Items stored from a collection
· · · ·

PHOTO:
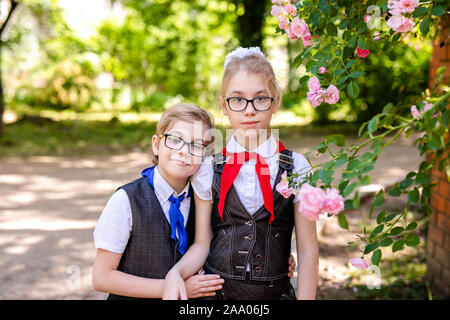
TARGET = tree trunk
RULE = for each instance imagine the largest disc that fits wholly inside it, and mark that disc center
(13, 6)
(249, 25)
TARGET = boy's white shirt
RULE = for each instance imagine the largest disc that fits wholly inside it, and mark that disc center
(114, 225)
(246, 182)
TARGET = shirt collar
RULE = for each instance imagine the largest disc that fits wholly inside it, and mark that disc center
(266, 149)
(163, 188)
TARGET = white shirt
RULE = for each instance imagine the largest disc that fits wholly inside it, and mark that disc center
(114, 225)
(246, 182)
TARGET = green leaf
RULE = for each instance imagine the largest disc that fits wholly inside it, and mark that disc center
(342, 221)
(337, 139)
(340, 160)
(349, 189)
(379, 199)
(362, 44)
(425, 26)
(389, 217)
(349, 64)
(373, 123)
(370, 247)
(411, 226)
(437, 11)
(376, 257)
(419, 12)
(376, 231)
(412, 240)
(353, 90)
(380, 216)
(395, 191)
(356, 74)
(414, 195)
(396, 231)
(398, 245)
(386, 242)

· · · ·

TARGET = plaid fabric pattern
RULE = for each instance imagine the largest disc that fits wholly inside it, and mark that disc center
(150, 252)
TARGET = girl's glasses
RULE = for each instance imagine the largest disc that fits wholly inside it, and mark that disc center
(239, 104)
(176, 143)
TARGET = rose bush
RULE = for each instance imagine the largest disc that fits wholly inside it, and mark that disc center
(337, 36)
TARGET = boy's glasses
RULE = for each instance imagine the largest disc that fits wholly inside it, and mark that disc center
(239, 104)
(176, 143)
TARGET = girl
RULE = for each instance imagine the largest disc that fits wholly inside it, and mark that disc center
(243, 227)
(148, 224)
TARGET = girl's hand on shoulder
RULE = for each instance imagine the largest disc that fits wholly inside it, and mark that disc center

· · · ·

Problem requirements ::
Please count how many lines in the items above contain the string "TARGET", matching case exactly, and reply with only that number.

Task result ::
11